WRITTEN TASK 1:
Answer these questions using the article on the "river of rocks" below the Caribbean:
(a) How many years ago did the Central American gateway open?
(b) By about how much has the hot material tilted up the bottom of the Caribbean sea?
(c) What name does the article give the hot, softer layer beneath tectonic plates?
WRITTEN TASK 2: List each line of the entries that contains the string "after". Case counts.

Geologists discover powerful ‘river of rocks’ below Caribbean

Study finds flows in softer layer under tectonic plates are stronger, faster

In this image, the warped amount of the surface is due to the opening of the Central American gateway that allowed hot material to flow through. (a) Before 8.5 million years ago, hot material was upwelling under the Galapagos from deep inside the Earth, but was blocked out of the Caribbean because of a curtain of subducting plate. (b) A gateway opened at 8.5 million years ago allowing the hot material to flow through. (c) Today, the hot material reaches midway between Central America and the Lesser Antilles, tilting up the bottom of the Caribbean sea by about 300 m (1,000 ft). Credit: University of Houston
In this image, the warped amount of the surface is due to the opening of the Central American gateway that allowed hot material to flow through. (a) Before 8.5 million years ago, hot material was upwelling under the Galapagos from deep inside the Earth, but was blocked out of the Caribbean because of a curtain of subducting plate. (b) A gateway opened at 8.5 million years ago allowing the hot material to flow through. (c) Today, the hot material reaches midway between Central America and the Lesser Antilles, tilting up the bottom of the Caribbean sea by about 300 m (1,000 ft). Credit: University of Houston

Geologists have long thought tectonic plates move because they are pulled by the weight of their sinking portions and that an underlying, hot, softer layer called asthenosphere serves as a passive lubricant. But a team of geologists at the University of Houston has found that layer is actually flowing vigorously, moving fast enough to drive plate motions.

EXERCISE MATERIALS:
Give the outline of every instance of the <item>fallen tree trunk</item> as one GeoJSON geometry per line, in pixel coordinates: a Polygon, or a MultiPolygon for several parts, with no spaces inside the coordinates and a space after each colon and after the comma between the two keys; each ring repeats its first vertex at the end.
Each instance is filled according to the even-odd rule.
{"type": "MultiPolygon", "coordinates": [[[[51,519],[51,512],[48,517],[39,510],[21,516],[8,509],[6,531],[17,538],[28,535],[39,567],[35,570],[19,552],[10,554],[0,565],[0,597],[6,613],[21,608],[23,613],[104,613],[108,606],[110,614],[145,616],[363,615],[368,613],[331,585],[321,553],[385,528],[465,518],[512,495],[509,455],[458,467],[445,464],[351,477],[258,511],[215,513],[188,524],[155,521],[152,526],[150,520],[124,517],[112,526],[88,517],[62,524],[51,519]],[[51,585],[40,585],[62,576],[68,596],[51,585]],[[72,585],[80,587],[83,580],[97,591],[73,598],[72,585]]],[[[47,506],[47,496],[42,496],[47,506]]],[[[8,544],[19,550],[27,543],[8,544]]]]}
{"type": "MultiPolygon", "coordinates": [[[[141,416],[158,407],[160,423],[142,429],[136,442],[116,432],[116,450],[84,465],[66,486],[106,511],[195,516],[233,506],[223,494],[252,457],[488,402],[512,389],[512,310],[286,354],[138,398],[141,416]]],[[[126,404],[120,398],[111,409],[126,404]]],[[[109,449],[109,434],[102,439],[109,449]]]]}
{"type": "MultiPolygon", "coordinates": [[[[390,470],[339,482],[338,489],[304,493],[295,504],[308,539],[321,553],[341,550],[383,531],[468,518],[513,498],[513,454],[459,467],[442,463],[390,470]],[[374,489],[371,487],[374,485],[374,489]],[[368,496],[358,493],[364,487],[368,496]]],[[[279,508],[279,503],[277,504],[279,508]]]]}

==

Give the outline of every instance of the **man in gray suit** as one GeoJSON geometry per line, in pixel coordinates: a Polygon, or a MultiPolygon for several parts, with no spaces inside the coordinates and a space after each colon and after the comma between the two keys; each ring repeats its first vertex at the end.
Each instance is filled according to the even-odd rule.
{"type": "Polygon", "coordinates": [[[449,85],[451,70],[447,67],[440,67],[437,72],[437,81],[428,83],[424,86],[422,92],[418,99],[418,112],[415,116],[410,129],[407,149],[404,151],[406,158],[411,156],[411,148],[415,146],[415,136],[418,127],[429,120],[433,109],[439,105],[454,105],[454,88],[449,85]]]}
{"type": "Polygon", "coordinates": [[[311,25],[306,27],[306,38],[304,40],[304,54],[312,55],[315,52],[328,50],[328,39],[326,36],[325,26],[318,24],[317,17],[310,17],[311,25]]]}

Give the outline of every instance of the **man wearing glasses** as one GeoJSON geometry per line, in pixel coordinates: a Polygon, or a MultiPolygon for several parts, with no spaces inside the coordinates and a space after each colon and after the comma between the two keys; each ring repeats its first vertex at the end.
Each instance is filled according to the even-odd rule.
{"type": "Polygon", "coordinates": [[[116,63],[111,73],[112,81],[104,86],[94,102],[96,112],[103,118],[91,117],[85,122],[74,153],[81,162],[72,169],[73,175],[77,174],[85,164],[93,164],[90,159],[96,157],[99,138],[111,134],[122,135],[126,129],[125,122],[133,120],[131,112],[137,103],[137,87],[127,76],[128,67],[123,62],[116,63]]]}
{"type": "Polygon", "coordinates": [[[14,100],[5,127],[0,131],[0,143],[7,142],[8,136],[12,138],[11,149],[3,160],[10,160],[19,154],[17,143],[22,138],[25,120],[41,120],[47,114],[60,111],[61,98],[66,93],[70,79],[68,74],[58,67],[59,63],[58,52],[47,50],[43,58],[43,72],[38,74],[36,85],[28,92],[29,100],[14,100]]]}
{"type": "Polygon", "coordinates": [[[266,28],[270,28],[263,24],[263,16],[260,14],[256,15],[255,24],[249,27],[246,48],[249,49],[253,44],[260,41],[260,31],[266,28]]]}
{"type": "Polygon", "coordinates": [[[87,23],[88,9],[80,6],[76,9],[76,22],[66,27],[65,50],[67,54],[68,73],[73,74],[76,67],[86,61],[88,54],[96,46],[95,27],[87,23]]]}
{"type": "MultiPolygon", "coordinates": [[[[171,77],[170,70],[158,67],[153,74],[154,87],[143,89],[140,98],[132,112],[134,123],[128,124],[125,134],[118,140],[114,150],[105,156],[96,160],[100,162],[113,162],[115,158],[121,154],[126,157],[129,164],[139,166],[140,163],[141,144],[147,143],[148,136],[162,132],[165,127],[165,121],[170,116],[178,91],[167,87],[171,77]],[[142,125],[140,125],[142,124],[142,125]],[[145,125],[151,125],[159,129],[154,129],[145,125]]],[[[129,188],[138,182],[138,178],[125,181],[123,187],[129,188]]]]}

FINAL RESULT 1:
(a) 8.5 million years ago.
(b) About 300 m (1,000 ft).
(c) Asthenosphere.

FINAL RESULT 2:
Give the outline of every instance of the <item>fallen tree trunk</item> as one GeoJSON geometry per line, in pixel coordinates: a Polygon, or a MultiPolygon for several parts, with no spaces inside the coordinates and a space after each colon and after the comma between the two keys; each ring repeats its first vertex at the end.
Give the outline of every instance of the **man in gray suit** as one GeoJSON geometry per line, in pixel coordinates: a Polygon, or a MultiPolygon for several parts, with no spaces inside the coordinates and a space after each colon and after the comma between the two keys; each ring repeats its first vertex at the end.
Give the outline of every instance of the **man wearing glasses** as one GeoJSON geometry per line, in pixel coordinates: a Polygon, or a MultiPolygon for several parts, with no spaces inside the coordinates and a space after each colon and after the comma between the two keys; each ring repeats its first vertex at the end.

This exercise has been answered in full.